DOCUMENT EXTRACT:

★ ★ ★ ★ ★ ★ ★

Go to MoneyPit.com and go to – under Listen & Watch, there’s a section on Books & Guides. And there’s a free download there that we wrote some time ago on all the different ways to insulate a wall. And there’s a lot of information on spray foam in that, including some pictures of my own house when we applied spray foam to a very old house. And just thrilled with it. Just very, very happy with it as a result.
LESLIE: Yeah, you’ve been saving a ton of money.
TOM: Yeah, absolutely.
RON: Excellent, excellent. I’ll do that. Thank you very much.
LESLIE: Well, have you ever pulled out dishes at the end of your dishwasher cycle, so you’re expecting everything to be clean but you open that door and all you see is a steamy mess of things that are still layered with whatever you ate last night for dinner? Well, that problem could be the way the machine is loaded, so here are five things to check.

★ ★ ★ ★ ★ ★ ★

GOAL 1: In the home improvement transcript, under which heading on MoneyPit.com is the Books & Guides section found?
GOAL 2: From the transcript, quote the passage from "LESLIE: Well, have" to "things to check.".
The lines that follow have no connection to the transcript.

★ ★ ★ ★ ★ ★ ★

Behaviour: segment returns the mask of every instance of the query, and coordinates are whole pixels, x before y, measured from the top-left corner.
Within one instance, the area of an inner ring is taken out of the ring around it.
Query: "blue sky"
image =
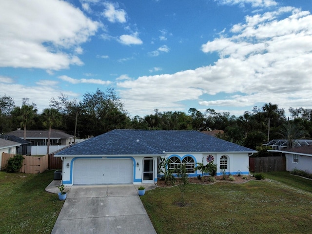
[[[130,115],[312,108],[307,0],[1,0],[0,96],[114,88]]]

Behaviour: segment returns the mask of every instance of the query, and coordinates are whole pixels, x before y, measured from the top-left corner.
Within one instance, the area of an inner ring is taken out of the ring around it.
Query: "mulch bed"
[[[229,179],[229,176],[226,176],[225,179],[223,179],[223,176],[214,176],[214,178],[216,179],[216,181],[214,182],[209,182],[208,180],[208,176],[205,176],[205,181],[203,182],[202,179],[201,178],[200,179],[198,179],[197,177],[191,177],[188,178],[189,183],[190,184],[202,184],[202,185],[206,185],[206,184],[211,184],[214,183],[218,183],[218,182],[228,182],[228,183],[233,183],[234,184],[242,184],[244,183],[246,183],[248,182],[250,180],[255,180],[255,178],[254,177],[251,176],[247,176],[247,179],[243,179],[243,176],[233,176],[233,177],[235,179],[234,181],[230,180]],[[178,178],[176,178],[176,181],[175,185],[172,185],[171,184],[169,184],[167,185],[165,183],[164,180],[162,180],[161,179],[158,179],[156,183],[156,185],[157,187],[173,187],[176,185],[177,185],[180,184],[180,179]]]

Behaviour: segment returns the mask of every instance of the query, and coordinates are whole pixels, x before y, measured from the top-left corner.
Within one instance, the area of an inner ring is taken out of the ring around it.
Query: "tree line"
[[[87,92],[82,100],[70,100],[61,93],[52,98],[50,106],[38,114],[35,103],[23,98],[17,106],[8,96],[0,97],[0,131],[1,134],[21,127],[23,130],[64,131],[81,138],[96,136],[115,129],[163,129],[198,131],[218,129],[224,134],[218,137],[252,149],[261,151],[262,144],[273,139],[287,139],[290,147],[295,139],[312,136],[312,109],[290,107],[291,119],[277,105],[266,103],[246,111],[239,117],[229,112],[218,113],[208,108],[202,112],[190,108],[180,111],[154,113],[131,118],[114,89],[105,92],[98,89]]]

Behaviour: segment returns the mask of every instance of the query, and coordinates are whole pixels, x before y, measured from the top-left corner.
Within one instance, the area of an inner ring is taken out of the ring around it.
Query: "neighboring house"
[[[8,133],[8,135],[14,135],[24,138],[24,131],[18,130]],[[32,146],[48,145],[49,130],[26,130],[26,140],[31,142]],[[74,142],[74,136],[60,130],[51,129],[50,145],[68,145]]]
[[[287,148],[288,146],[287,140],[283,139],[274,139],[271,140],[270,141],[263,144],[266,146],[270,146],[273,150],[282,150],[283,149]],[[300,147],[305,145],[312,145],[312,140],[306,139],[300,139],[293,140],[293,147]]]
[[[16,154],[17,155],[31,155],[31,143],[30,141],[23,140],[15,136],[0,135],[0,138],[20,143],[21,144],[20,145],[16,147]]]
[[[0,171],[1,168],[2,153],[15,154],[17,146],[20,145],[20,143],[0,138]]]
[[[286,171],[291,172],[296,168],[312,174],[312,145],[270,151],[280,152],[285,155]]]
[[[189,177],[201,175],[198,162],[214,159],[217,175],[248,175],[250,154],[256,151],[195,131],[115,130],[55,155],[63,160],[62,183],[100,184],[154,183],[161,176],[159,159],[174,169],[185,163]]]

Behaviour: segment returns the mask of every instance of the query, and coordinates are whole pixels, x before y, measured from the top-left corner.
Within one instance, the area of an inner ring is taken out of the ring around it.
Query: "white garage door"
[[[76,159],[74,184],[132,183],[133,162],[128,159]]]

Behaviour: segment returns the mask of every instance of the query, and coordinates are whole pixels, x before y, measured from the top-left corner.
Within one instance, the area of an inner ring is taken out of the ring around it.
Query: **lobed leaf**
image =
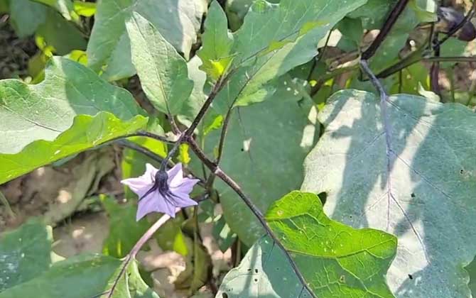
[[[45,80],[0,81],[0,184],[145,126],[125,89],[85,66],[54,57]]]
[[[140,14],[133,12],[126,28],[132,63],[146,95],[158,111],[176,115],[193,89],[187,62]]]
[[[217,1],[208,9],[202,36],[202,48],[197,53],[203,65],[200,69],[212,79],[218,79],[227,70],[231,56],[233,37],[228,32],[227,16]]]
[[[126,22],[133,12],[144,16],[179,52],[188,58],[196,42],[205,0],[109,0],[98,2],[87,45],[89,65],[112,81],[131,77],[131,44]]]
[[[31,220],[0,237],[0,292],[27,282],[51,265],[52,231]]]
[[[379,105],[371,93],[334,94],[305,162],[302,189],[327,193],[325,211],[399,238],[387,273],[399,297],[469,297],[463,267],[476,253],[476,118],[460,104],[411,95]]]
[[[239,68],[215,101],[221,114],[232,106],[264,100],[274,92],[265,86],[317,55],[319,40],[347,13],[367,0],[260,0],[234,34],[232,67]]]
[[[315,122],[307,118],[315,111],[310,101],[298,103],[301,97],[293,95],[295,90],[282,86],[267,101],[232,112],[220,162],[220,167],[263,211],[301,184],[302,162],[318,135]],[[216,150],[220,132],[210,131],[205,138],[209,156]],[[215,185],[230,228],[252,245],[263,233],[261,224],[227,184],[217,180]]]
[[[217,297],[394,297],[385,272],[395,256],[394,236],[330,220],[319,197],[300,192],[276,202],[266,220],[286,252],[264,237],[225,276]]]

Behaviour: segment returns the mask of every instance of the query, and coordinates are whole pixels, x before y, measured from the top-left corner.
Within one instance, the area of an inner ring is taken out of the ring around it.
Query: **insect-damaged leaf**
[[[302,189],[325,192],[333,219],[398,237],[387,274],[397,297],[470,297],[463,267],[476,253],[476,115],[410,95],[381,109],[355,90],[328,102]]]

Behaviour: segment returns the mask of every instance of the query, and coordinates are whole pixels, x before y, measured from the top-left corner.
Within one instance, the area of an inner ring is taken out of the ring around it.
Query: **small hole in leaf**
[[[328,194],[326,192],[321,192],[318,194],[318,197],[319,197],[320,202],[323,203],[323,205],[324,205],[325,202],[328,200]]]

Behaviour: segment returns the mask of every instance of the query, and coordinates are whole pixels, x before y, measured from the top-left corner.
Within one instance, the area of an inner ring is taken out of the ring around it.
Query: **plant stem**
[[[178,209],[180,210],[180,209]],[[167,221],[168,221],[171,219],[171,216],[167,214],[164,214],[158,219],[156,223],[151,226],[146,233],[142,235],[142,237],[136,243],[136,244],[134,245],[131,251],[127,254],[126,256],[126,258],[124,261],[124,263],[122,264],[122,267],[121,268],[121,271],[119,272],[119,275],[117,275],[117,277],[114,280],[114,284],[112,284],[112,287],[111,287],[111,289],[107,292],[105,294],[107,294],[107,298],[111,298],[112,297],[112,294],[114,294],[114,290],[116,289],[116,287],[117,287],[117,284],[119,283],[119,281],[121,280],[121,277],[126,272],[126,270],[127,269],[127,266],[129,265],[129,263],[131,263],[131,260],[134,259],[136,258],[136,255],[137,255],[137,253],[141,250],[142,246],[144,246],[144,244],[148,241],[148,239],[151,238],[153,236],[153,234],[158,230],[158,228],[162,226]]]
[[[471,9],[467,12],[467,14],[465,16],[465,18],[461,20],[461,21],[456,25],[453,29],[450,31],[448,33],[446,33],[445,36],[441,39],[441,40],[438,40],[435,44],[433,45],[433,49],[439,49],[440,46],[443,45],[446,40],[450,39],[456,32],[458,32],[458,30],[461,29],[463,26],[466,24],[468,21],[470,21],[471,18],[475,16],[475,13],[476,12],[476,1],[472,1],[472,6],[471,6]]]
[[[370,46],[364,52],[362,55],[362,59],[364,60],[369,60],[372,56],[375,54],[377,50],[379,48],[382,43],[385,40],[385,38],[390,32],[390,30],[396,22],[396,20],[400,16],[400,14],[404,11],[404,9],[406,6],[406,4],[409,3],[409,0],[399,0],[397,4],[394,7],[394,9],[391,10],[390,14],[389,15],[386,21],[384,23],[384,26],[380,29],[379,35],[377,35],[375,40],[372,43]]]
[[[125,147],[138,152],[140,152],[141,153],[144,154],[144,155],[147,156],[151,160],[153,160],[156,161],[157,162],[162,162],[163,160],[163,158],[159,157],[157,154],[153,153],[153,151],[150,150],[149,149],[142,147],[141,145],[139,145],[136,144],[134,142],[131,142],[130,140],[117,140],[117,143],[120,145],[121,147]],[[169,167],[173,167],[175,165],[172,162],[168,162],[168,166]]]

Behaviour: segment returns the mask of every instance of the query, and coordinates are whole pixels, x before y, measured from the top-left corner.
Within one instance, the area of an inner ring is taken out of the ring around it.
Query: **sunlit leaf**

★ ★ ★ ★ ★ ★ ★

WORKED ANSWER 1: Under Listen & Watch.

WORKED ANSWER 2:
LESLIE: Well, have you ever pulled out dishes at the end of your dishwasher cycle, so you’re expecting everything to be clean but you open that door and all you see is a steamy mess of things that are still layered with whatever you ate last night for dinner? Well, that problem could be the way the machine is loaded, so here are five things to check.